TASK:
Each entry must be given again exactly as it appears, with images excluded.

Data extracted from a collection

#####

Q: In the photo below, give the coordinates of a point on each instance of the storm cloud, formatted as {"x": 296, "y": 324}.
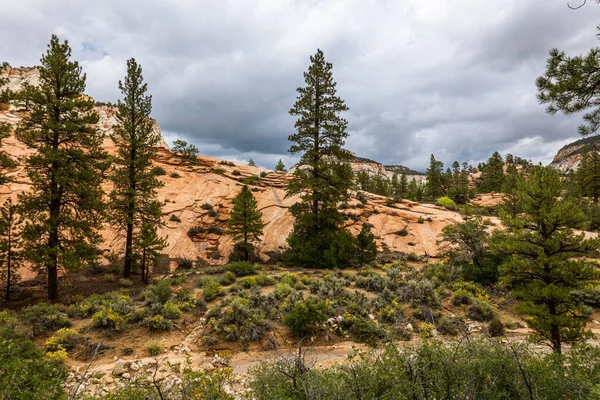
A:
{"x": 453, "y": 78}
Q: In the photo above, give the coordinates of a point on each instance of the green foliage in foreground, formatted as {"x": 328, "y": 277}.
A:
{"x": 435, "y": 370}
{"x": 24, "y": 371}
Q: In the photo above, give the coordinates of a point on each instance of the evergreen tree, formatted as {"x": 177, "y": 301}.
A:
{"x": 434, "y": 187}
{"x": 133, "y": 200}
{"x": 570, "y": 85}
{"x": 187, "y": 151}
{"x": 10, "y": 245}
{"x": 64, "y": 207}
{"x": 6, "y": 162}
{"x": 280, "y": 166}
{"x": 492, "y": 176}
{"x": 511, "y": 205}
{"x": 547, "y": 259}
{"x": 245, "y": 221}
{"x": 366, "y": 249}
{"x": 148, "y": 247}
{"x": 324, "y": 179}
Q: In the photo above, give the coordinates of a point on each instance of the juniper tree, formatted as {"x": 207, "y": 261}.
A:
{"x": 324, "y": 178}
{"x": 547, "y": 259}
{"x": 133, "y": 200}
{"x": 280, "y": 166}
{"x": 245, "y": 223}
{"x": 64, "y": 207}
{"x": 570, "y": 84}
{"x": 10, "y": 245}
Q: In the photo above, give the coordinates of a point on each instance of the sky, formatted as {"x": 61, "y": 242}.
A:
{"x": 453, "y": 78}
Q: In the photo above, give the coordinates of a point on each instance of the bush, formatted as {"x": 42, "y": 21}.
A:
{"x": 227, "y": 279}
{"x": 264, "y": 280}
{"x": 153, "y": 348}
{"x": 496, "y": 328}
{"x": 211, "y": 290}
{"x": 43, "y": 317}
{"x": 305, "y": 316}
{"x": 241, "y": 268}
{"x": 195, "y": 230}
{"x": 447, "y": 203}
{"x": 26, "y": 373}
{"x": 161, "y": 292}
{"x": 158, "y": 171}
{"x": 108, "y": 318}
{"x": 64, "y": 338}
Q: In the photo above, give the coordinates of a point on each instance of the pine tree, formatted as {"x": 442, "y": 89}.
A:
{"x": 434, "y": 187}
{"x": 6, "y": 162}
{"x": 324, "y": 179}
{"x": 547, "y": 259}
{"x": 366, "y": 249}
{"x": 133, "y": 200}
{"x": 570, "y": 85}
{"x": 148, "y": 246}
{"x": 10, "y": 245}
{"x": 492, "y": 176}
{"x": 245, "y": 221}
{"x": 187, "y": 151}
{"x": 280, "y": 166}
{"x": 64, "y": 207}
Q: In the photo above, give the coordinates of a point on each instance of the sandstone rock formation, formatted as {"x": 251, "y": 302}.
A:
{"x": 568, "y": 157}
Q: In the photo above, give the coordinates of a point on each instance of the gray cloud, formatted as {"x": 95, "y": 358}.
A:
{"x": 451, "y": 78}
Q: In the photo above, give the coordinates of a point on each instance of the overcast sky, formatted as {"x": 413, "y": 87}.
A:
{"x": 454, "y": 78}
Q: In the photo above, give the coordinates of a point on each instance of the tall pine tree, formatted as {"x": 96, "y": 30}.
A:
{"x": 133, "y": 200}
{"x": 323, "y": 180}
{"x": 434, "y": 187}
{"x": 545, "y": 259}
{"x": 64, "y": 207}
{"x": 10, "y": 245}
{"x": 245, "y": 222}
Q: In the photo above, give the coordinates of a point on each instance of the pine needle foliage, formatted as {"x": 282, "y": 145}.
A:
{"x": 64, "y": 207}
{"x": 547, "y": 259}
{"x": 133, "y": 201}
{"x": 324, "y": 177}
{"x": 245, "y": 224}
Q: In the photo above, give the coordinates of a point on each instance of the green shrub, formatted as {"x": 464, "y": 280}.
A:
{"x": 158, "y": 171}
{"x": 25, "y": 372}
{"x": 211, "y": 290}
{"x": 241, "y": 268}
{"x": 108, "y": 318}
{"x": 263, "y": 279}
{"x": 153, "y": 348}
{"x": 170, "y": 311}
{"x": 161, "y": 291}
{"x": 447, "y": 203}
{"x": 305, "y": 317}
{"x": 43, "y": 317}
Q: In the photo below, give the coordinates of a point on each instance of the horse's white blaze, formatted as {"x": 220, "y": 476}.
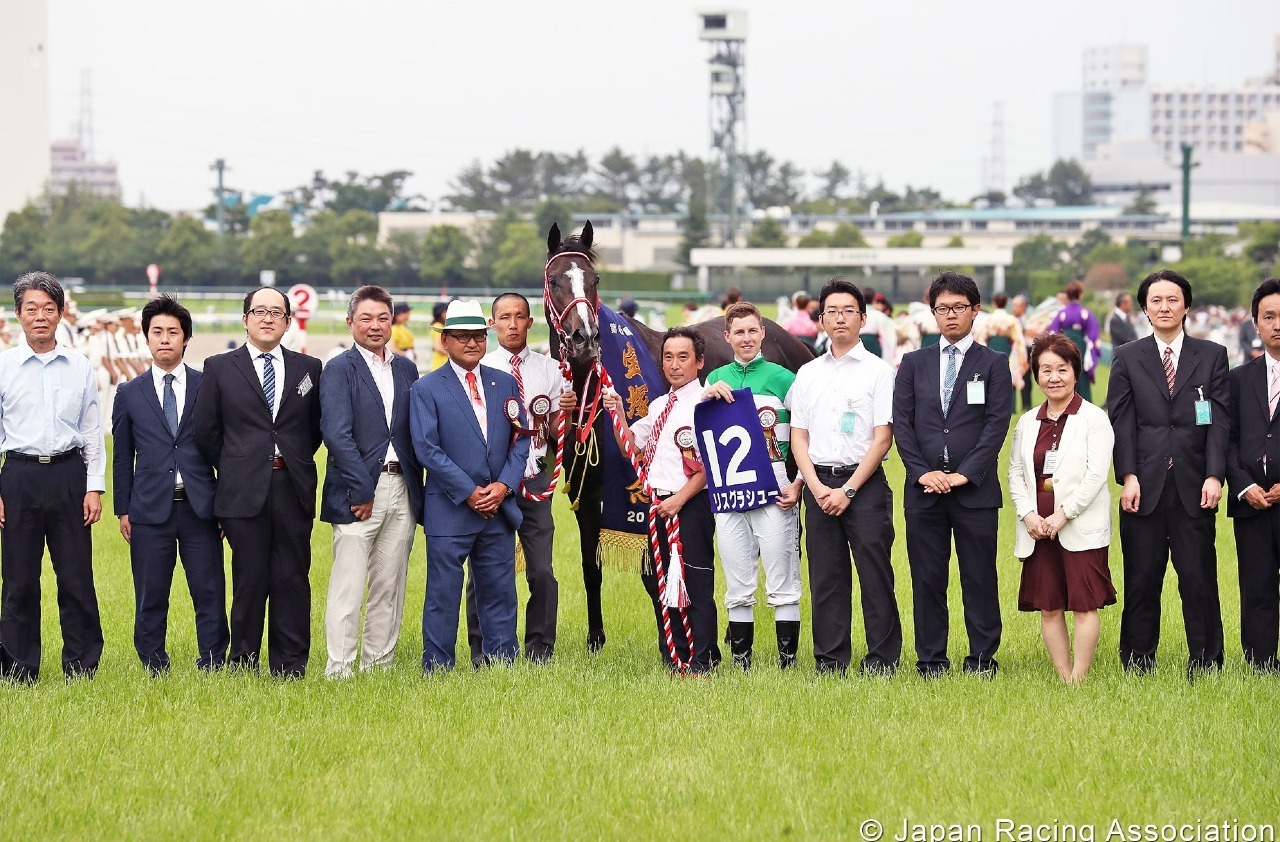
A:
{"x": 577, "y": 283}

#####

RESULT FOR THIS EXERCISE:
Q: In the photo below, give the coordinates of a point on each instance of the storm cloud, formatted as {"x": 296, "y": 324}.
A:
{"x": 453, "y": 78}
Q: In the photo above, give the coordinates of a point on each instance of the green foliage in foreground, formatted as {"x": 328, "y": 277}.
A:
{"x": 435, "y": 370}
{"x": 24, "y": 371}
Q: In the photo above, give the coordinates of a point on each instance of the evergreen tree, formatted as {"x": 177, "y": 301}.
A:
{"x": 434, "y": 187}
{"x": 133, "y": 200}
{"x": 570, "y": 85}
{"x": 187, "y": 151}
{"x": 10, "y": 245}
{"x": 64, "y": 207}
{"x": 6, "y": 162}
{"x": 280, "y": 166}
{"x": 492, "y": 176}
{"x": 511, "y": 205}
{"x": 547, "y": 259}
{"x": 245, "y": 221}
{"x": 366, "y": 249}
{"x": 148, "y": 247}
{"x": 324, "y": 179}
Q: In the photo above, give the coordinates of a point on each instance of the juniper tree, formatted as {"x": 207, "y": 261}.
A:
{"x": 324, "y": 178}
{"x": 547, "y": 259}
{"x": 133, "y": 200}
{"x": 280, "y": 166}
{"x": 245, "y": 223}
{"x": 64, "y": 207}
{"x": 570, "y": 84}
{"x": 10, "y": 245}
Q: In the photo above, give the coordinates of a point on each instance of the sky, formatted as {"x": 61, "y": 242}.
A:
{"x": 453, "y": 78}
Q: In the photo above, give the coordinates of a point on each instance of the bush, formatted as {"x": 42, "y": 21}.
A:
{"x": 227, "y": 279}
{"x": 264, "y": 280}
{"x": 153, "y": 348}
{"x": 496, "y": 328}
{"x": 211, "y": 290}
{"x": 43, "y": 317}
{"x": 305, "y": 316}
{"x": 241, "y": 268}
{"x": 195, "y": 230}
{"x": 447, "y": 203}
{"x": 26, "y": 373}
{"x": 161, "y": 292}
{"x": 158, "y": 171}
{"x": 108, "y": 318}
{"x": 64, "y": 338}
Q: In the photo above, give the coordinates of a point on each instance of the pine tree, formatted as {"x": 442, "y": 89}.
A:
{"x": 434, "y": 187}
{"x": 6, "y": 162}
{"x": 324, "y": 179}
{"x": 547, "y": 259}
{"x": 366, "y": 249}
{"x": 133, "y": 200}
{"x": 570, "y": 85}
{"x": 148, "y": 246}
{"x": 10, "y": 245}
{"x": 492, "y": 176}
{"x": 245, "y": 221}
{"x": 187, "y": 151}
{"x": 280, "y": 166}
{"x": 64, "y": 207}
Q: In the photo above, give the coordinates of a point on each instance of the sandstone rock formation, formatted as {"x": 251, "y": 302}.
A:
{"x": 568, "y": 157}
Q: In the photo above, give the coordinates of a point on each instance of the gray cloud, formatted as {"x": 95, "y": 358}.
A:
{"x": 451, "y": 78}
Q: In the photo above, give the coordinates of a point on each instance of the overcast sky, formatted as {"x": 413, "y": 87}.
A:
{"x": 454, "y": 78}
Q: In the photo above, give the coordinates of a point on each instance of the tall pine tree, formatted as {"x": 96, "y": 30}.
A:
{"x": 133, "y": 200}
{"x": 323, "y": 180}
{"x": 434, "y": 187}
{"x": 545, "y": 259}
{"x": 64, "y": 207}
{"x": 10, "y": 245}
{"x": 245, "y": 222}
Q: In the photo above, give the coordinates of a point on each instance of the pine needle foliage, formatted as {"x": 282, "y": 145}.
A:
{"x": 64, "y": 207}
{"x": 547, "y": 259}
{"x": 133, "y": 201}
{"x": 324, "y": 177}
{"x": 245, "y": 224}
Q: In the photo above, give the coordinates of a point on each instance of the green shrub, formatted as {"x": 464, "y": 280}.
A:
{"x": 158, "y": 171}
{"x": 25, "y": 372}
{"x": 211, "y": 290}
{"x": 241, "y": 268}
{"x": 108, "y": 318}
{"x": 263, "y": 279}
{"x": 153, "y": 348}
{"x": 170, "y": 311}
{"x": 161, "y": 291}
{"x": 447, "y": 203}
{"x": 305, "y": 317}
{"x": 43, "y": 317}
Q: In the photo below, give the coordinates of a point on each instance of the horse's white blaze, formatted as {"x": 220, "y": 476}.
A:
{"x": 577, "y": 283}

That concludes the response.